**EXERCISE OBJECTIVE:** Reproduce the entries that begin at the line containing "Could you please locate the curved" and stop after the line containing "0;0;1024;465", keeping the requests as they are but shifting every bounding-box coordinate down by 4.

**DATASET:**
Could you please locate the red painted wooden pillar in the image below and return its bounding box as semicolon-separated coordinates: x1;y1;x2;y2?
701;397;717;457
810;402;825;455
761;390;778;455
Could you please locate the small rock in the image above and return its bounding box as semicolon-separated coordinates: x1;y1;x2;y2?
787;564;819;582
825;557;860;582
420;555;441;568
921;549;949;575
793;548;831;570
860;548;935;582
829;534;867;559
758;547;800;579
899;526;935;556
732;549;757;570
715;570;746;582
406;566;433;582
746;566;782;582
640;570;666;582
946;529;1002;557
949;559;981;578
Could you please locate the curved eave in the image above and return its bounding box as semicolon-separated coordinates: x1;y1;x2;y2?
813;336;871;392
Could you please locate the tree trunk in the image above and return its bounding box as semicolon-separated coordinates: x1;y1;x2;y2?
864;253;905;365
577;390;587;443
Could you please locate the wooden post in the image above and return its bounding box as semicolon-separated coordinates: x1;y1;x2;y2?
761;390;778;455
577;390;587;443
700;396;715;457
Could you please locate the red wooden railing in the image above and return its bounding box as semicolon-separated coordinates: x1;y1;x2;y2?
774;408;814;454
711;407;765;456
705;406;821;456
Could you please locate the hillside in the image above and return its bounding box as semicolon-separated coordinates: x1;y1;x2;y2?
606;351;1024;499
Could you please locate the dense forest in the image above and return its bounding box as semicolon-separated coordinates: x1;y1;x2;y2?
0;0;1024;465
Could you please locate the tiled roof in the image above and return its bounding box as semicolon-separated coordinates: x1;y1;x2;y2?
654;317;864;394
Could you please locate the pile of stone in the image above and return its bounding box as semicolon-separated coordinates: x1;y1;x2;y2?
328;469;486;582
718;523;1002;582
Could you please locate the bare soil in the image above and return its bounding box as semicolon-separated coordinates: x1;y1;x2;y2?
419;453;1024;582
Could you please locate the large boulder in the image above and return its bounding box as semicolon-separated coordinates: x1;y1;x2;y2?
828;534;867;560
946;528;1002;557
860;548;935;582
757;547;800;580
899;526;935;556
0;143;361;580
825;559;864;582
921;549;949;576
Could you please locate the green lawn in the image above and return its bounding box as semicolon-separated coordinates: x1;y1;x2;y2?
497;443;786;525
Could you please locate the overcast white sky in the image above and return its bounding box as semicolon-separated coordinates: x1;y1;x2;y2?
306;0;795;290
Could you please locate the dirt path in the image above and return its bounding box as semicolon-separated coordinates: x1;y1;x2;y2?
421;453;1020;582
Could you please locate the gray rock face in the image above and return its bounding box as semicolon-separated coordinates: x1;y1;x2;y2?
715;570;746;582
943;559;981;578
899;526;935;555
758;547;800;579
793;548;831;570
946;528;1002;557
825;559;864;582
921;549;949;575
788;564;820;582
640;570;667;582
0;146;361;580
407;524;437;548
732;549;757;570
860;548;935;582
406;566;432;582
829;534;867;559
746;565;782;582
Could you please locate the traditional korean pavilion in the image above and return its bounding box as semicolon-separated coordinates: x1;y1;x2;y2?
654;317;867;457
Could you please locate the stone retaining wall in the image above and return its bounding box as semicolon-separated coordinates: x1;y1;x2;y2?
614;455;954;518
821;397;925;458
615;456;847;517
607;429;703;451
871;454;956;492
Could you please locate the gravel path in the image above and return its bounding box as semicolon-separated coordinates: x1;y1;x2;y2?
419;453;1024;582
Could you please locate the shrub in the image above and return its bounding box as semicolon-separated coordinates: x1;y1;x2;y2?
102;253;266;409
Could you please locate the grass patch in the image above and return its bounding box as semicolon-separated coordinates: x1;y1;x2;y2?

**COMPLETED EXERCISE:**
Could you please locate the curved eave in the image above and return its bounding box as semicolon-separated coordinates: x1;y1;x2;y2?
809;332;867;388
Could you please locate the tree trunk in the image above and return its bounding box as semicolon-separated coordinates: x1;y1;x2;y2?
860;249;901;361
573;386;583;439
Could you please locate the wooden post in the image above and return its bounding box as semicolon-separated coordinates: x1;y1;x2;y2?
757;386;774;451
573;386;583;439
696;392;711;453
Could you please locate the red wooden railing in the image above and return its bounding box as semicolon-separated coordinates: x1;y1;x2;y2?
770;404;810;450
707;403;761;452
701;402;817;452
Could you please locate the hillside in the image above and return its bounding box as semicolon-separated coordinates: x1;y1;x2;y2?
602;347;1020;495
Could you please locate the dense forest in the image above and return its bounding box as semicolon-separated coordinates: x1;y1;x2;y2?
-4;-4;1020;461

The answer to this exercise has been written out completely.